* _Given problem A_:
Decide whether each statement agrees with the SRAM post below: (i) The poster's board has 2048 bytes of SRAM. (ii) Lowering NUM_STRIPS by one saves 100 bytes. (iii) The fire() function is active in the poster's code. Answer each with yes or no and quote the deciding words of the post.
* _Given problem B_:
From the SRAM post below, extract the passage starting at "const byte NUM_STRIPS" and ending at "ball (strip length)", without any changes.
***** Excerpted text
SRAM Memory Issues

Hi,
I'm having issues in optimising for the max SRam usage. Currently I'm hitting the ceiling and I've worked out what is causing the most usage but I don't know how to improve it. I'm using a nano so it has 2048 bytes of which I want to keep under 80% to reduce chance of runtime issues.

I've coupled together a few examples from FastLED libraries and modified a few to suit what I'm after. I'm using 4x 100 long strips all with individual LED arrays to individually address them.

I've noticed that when I reduce NUM_STRIPS it drops by 300bytes each increment. I would have thought this should only be 100bytes as it is only adding 100 more LEDs? Maybe a struct?
So this is taking up 1200bytes or 60% of my total, I would have though it would only take 400bytes? Is it possible to be able to reduce this by either moving to PROGMEM or recode so it's more optimised?

Note: I've commented out fire() as it was pushing it over.

Thanks for your help.

#include "FastLED.h"
#define LED_PIN0 5
#define LED_PIN1 6
#define LED_PIN2 7
#define LED_PIN3 8

const byte NUM_STRIPS = 4;
const byte NUM_LEDS = 100;
#define COLOR_ORDER GRB
#define CHIPSET WS2812B
#define BRIGHTNESS 100
#define GRAVITY -1   // Downward (negative) acceleration of gravity in m/s^2
#define h0 1.6       // Starting height, in meters, of the ball (strip length)
#define NUM_BALLS 8  // Number of bouncing balls you want (recommend < 7, but 20 is fun in its own way)

//BUTTON
const byte Button = 2;
byte ButtonActive = LOW;
byte ButtonHold;
byte ButtonLong = 0;
byte ButtonShort = 0;

//Bounce
float h[NUM_BALLS];                        // An array of heights
float vImpact0 = sqrt(-2 * GRAVITY * h0);  // Impact velocity of the ball when it hits the ground if "dropped" from the top of the strip
float vImpact[NUM_BALLS];                  // As time goes on the impact velocity will change, so make an array to store those values
float tCycle[NUM_BALLS];                   // The time since the last time the ball struck the ground
int pos[NUM_BALLS];                        // The integer position of the dot on the strip (LED index)
**********
***** Given data
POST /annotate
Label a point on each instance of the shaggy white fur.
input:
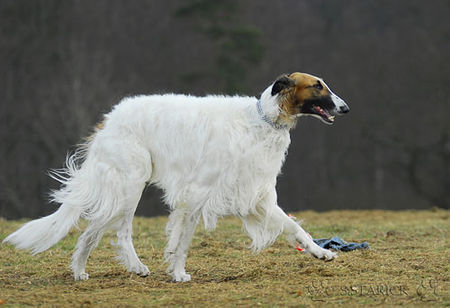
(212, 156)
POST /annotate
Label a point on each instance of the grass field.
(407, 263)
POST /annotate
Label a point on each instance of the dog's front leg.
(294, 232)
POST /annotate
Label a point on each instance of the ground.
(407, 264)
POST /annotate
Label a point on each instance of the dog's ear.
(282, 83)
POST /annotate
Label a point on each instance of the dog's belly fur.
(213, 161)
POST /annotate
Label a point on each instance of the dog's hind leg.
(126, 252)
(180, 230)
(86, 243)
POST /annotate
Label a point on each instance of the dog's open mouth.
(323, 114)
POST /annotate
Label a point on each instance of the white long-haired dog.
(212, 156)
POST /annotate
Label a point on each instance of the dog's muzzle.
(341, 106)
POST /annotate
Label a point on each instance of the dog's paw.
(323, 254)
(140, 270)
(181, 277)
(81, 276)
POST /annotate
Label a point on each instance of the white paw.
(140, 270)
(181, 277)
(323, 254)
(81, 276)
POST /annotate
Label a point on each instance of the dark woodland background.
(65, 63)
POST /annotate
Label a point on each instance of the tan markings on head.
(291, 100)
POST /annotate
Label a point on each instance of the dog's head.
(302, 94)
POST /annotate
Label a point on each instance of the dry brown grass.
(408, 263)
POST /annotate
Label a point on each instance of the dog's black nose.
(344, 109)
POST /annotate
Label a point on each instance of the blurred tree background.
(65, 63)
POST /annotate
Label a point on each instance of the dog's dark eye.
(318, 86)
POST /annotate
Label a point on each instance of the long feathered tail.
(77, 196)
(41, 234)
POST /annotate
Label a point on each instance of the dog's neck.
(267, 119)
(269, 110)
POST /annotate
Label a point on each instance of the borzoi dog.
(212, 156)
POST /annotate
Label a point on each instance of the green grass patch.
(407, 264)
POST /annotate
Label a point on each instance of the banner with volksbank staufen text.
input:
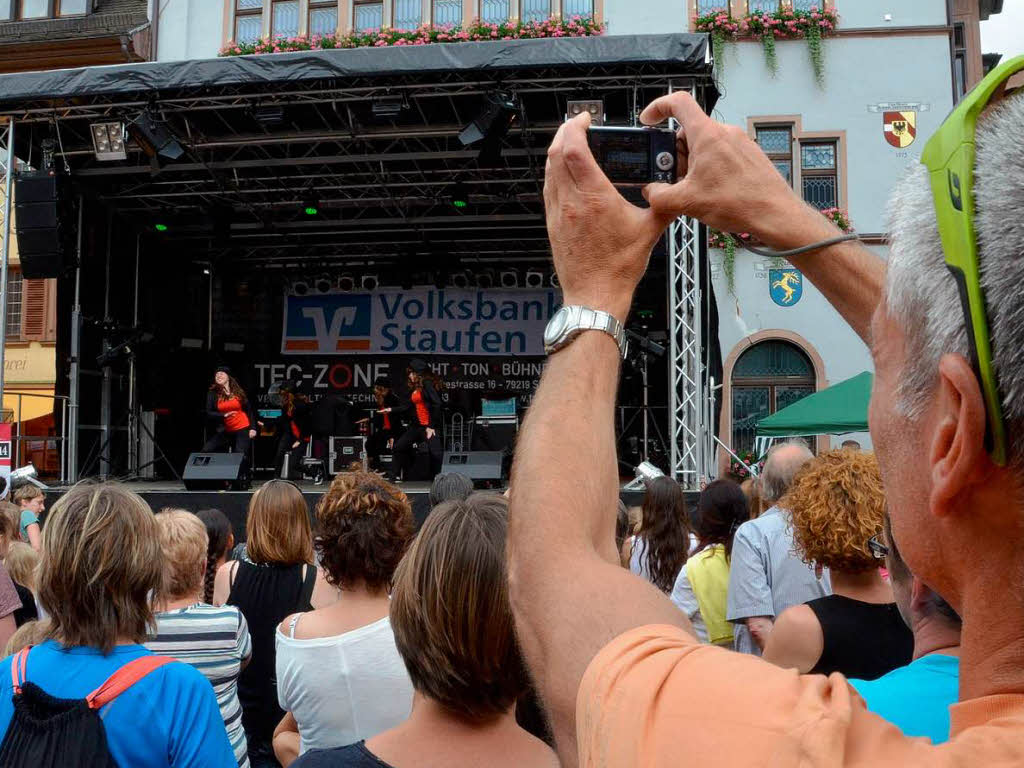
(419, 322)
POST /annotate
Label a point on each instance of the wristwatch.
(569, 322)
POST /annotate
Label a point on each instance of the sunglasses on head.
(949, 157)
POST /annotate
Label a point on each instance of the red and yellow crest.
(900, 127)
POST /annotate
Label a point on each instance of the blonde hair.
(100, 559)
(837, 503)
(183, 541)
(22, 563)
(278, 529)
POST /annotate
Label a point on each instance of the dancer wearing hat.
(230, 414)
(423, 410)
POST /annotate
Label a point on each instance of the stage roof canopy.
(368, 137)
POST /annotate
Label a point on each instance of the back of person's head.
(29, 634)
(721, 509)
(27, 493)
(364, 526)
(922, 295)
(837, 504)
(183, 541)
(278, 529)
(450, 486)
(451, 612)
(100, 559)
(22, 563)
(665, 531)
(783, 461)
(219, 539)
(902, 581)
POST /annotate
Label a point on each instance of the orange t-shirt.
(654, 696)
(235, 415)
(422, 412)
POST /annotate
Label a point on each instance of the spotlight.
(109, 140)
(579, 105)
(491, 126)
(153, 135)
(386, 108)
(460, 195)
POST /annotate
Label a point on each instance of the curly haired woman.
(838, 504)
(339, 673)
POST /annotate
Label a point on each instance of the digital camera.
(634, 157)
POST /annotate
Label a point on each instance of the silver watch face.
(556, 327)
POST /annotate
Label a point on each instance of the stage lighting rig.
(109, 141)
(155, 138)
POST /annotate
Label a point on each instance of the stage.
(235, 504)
**********
***** Given data
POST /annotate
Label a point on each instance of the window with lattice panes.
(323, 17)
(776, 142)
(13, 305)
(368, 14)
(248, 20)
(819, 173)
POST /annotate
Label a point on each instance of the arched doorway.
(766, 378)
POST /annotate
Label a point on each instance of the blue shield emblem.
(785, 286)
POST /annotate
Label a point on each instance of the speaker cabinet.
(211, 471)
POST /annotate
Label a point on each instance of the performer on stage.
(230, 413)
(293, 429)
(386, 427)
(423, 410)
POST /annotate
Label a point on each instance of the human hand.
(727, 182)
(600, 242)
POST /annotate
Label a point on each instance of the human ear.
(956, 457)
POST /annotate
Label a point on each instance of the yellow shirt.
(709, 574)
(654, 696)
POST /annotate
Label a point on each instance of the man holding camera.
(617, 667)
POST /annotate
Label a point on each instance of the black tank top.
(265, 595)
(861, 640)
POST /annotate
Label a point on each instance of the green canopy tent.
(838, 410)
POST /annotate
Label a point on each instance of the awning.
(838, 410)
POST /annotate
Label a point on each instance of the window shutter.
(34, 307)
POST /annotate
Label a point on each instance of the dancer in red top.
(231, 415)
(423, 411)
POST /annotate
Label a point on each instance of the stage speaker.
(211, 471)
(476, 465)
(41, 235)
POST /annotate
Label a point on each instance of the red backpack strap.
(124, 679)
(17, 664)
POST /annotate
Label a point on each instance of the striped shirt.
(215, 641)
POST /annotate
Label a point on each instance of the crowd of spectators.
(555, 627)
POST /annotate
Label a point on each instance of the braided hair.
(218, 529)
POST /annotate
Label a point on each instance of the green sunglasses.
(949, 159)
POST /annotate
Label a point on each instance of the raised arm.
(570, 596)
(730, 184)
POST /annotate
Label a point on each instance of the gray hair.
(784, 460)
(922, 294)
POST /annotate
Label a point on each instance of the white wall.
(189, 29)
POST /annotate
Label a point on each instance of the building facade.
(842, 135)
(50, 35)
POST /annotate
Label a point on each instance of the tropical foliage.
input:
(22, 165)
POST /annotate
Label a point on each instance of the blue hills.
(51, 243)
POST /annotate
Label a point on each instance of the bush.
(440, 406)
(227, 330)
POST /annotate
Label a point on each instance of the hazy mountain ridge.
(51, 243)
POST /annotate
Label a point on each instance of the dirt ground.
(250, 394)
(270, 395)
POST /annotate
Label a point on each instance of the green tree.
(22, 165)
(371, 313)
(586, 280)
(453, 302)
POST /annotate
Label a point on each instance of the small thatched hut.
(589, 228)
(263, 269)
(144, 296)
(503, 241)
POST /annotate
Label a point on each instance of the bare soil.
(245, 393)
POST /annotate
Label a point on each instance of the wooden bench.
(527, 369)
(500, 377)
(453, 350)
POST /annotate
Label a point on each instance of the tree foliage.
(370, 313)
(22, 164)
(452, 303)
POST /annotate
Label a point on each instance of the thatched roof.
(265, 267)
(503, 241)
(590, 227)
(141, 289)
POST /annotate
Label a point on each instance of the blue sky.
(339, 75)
**********
* _Exercise result A_:
(i) Yes: "I'm using a nano so it has 2048 bytes"
(ii) No: "it drops by 300bytes each increment"
(iii) No: "I've commented out fire() as it was pushing it over."

* _Exercise result B_:
const byte NUM_STRIPS = 4;
const byte NUM_LEDS = 100;
#define COLOR_ORDER GRB
#define CHIPSET WS2812B
#define BRIGHTNESS 100
#define GRAVITY -1   // Downward (negative) acceleration of gravity in m/s^2
#define h0 1.6       // Starting height, in meters, of the ball (strip length)